THE TASK: Where the data below has the string "accurate", return the whole line.

DATA SHOWN:
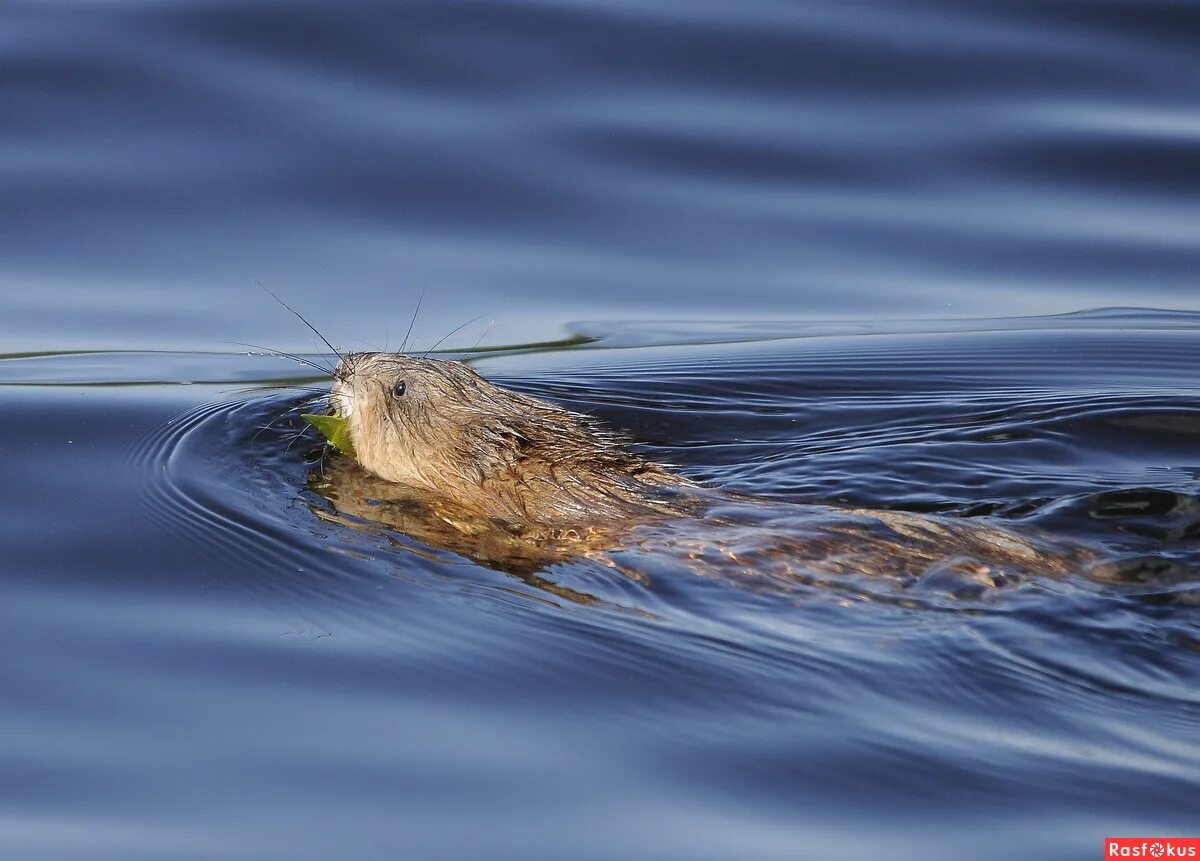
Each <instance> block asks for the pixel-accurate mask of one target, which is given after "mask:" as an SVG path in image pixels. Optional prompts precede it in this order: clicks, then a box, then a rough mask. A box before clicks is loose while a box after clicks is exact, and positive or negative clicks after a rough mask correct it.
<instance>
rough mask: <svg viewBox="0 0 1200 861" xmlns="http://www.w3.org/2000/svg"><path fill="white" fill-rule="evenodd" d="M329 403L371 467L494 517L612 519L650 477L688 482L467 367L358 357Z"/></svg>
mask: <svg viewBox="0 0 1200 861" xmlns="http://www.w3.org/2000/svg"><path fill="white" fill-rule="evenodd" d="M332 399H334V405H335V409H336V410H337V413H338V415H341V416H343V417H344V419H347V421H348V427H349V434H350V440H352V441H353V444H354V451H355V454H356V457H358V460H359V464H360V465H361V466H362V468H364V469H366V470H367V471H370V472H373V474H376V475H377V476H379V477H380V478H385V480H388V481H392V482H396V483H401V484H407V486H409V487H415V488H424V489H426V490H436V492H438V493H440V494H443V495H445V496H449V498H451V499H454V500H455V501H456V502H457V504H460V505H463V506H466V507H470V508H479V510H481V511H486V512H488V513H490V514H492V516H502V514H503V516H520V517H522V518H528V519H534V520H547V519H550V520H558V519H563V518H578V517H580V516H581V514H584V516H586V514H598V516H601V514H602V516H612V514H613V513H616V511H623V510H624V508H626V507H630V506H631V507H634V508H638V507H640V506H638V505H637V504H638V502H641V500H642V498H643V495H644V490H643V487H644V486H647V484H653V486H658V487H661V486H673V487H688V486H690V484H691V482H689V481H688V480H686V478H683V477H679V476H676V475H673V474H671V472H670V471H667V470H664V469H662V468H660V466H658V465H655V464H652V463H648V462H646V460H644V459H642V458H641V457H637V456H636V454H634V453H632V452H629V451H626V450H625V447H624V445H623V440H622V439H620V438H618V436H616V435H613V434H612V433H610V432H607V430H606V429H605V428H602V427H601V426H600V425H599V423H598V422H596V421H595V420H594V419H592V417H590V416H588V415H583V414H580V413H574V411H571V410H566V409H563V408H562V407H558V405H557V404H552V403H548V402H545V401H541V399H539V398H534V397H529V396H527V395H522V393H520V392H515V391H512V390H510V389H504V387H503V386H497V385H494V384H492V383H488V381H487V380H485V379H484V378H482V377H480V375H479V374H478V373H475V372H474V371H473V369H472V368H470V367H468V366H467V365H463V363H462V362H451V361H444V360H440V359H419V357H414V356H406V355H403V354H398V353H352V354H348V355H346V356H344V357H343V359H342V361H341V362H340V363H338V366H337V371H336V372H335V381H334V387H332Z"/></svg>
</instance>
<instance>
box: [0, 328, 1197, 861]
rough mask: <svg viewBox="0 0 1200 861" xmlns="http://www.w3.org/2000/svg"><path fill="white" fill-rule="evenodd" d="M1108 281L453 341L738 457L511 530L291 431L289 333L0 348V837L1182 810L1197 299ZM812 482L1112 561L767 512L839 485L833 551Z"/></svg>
==
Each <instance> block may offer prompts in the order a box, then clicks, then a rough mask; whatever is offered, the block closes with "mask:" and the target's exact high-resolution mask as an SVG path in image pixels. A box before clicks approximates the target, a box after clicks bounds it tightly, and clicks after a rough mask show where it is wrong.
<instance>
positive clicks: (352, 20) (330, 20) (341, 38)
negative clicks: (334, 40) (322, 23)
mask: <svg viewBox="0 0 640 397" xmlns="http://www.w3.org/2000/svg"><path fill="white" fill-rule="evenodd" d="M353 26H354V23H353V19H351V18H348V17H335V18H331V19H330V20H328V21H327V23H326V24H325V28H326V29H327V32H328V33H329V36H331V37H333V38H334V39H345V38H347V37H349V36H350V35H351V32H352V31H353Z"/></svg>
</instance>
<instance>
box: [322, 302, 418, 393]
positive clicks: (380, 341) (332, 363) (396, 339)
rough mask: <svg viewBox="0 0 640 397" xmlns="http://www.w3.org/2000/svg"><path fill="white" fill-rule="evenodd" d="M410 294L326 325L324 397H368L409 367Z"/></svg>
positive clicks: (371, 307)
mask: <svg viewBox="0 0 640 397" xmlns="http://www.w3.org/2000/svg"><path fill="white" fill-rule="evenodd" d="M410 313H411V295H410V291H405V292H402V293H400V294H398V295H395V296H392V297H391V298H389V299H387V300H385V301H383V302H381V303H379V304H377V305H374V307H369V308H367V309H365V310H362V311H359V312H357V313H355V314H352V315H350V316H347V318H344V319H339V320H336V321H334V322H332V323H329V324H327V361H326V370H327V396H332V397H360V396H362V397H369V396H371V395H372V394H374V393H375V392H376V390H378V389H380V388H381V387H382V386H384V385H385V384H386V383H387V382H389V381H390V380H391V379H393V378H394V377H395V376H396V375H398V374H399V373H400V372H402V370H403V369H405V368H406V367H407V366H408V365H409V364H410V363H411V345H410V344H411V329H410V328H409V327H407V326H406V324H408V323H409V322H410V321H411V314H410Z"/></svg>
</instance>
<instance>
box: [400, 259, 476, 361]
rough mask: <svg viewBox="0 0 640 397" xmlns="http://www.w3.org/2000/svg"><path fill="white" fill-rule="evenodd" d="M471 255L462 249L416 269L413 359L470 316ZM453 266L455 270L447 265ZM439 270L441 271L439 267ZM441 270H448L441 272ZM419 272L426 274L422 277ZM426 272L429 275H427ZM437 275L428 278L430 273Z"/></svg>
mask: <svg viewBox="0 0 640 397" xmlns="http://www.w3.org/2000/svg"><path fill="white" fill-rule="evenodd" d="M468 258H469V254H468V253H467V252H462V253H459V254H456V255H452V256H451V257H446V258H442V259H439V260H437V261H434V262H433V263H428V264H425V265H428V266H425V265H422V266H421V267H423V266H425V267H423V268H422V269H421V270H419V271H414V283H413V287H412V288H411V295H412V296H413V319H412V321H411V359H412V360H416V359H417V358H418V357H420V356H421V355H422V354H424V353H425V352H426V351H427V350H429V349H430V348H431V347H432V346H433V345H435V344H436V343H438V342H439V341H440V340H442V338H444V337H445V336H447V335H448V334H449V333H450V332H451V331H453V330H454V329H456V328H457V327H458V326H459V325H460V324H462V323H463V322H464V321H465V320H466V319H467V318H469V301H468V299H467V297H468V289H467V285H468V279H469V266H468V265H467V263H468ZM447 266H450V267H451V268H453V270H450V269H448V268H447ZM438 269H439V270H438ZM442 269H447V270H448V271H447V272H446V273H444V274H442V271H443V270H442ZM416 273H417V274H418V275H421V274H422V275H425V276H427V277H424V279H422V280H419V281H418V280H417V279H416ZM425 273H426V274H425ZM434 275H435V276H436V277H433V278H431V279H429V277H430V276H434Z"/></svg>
---
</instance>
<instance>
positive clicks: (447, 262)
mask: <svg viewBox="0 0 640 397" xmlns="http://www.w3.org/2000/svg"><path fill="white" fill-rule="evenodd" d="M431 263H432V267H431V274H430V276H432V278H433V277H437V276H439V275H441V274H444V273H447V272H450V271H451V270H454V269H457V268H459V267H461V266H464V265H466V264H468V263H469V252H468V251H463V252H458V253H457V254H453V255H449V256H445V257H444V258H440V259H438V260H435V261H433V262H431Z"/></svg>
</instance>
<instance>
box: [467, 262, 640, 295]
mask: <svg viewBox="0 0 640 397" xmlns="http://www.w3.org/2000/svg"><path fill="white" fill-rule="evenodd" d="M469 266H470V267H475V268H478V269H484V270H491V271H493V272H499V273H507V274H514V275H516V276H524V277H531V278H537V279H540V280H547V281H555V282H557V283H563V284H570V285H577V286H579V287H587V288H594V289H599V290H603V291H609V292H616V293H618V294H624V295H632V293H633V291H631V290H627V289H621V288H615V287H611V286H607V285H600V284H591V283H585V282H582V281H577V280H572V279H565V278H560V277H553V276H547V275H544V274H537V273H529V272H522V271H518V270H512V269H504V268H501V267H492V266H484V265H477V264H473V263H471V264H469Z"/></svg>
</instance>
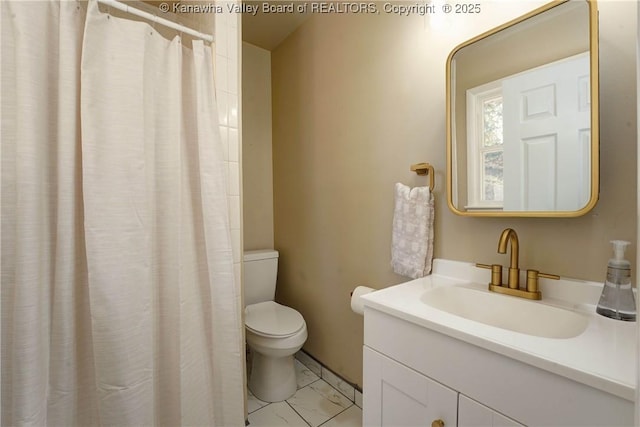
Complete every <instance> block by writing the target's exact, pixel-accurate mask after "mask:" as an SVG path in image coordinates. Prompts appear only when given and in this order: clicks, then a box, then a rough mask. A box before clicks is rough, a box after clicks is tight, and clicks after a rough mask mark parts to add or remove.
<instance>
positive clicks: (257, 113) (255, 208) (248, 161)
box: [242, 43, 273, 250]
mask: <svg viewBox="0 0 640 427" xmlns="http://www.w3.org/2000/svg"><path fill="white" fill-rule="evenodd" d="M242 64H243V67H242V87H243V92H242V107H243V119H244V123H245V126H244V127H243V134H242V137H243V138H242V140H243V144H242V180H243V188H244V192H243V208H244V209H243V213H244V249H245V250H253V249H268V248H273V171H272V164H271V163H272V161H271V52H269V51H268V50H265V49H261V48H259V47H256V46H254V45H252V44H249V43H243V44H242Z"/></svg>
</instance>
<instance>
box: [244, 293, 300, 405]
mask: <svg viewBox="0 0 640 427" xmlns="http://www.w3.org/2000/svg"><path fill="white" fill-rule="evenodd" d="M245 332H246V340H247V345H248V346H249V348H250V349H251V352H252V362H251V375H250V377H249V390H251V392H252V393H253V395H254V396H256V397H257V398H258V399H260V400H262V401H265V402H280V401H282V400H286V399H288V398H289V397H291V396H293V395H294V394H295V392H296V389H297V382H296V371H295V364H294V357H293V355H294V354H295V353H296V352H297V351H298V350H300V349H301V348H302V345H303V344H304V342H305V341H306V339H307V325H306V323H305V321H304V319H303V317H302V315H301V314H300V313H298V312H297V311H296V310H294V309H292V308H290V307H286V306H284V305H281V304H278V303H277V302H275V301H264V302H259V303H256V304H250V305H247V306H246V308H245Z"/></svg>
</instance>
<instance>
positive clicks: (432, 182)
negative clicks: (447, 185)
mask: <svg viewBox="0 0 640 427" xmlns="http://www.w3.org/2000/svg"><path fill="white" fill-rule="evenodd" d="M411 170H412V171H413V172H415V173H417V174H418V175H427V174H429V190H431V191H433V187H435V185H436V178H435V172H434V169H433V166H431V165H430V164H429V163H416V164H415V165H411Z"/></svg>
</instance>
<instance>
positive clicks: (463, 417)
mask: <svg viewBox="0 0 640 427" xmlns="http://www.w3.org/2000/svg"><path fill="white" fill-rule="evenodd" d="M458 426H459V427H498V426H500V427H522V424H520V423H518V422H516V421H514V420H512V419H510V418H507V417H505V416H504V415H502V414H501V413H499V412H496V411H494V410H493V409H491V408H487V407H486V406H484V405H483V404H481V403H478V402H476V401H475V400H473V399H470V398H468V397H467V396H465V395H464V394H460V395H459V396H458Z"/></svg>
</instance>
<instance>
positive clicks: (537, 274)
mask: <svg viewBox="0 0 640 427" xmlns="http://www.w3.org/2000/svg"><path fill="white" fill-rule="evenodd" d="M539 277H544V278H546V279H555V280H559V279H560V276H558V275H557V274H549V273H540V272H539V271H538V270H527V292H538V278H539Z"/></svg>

SOLVED EXERCISE:
Each <instance> block asks for the pixel-accurate mask of one target, which is given after "mask:" as an SVG path in image pixels. Optional prompts precede it in this order: clicks, then a box, then a rough mask. A box before clicks is loose while a box after clicks is exact, and positive or negative clicks after a rough mask correct it.
Complete every <instance> block by writing the target's exact, pixel-accurate mask after "mask:" as an SVG path in image coordinates. Prompts appear only when given and in this order: clicks, then a box, then a rough mask. A box before clicks is rough, a box after clicks is tight, and clicks after a rough mask mark parts to add or remove.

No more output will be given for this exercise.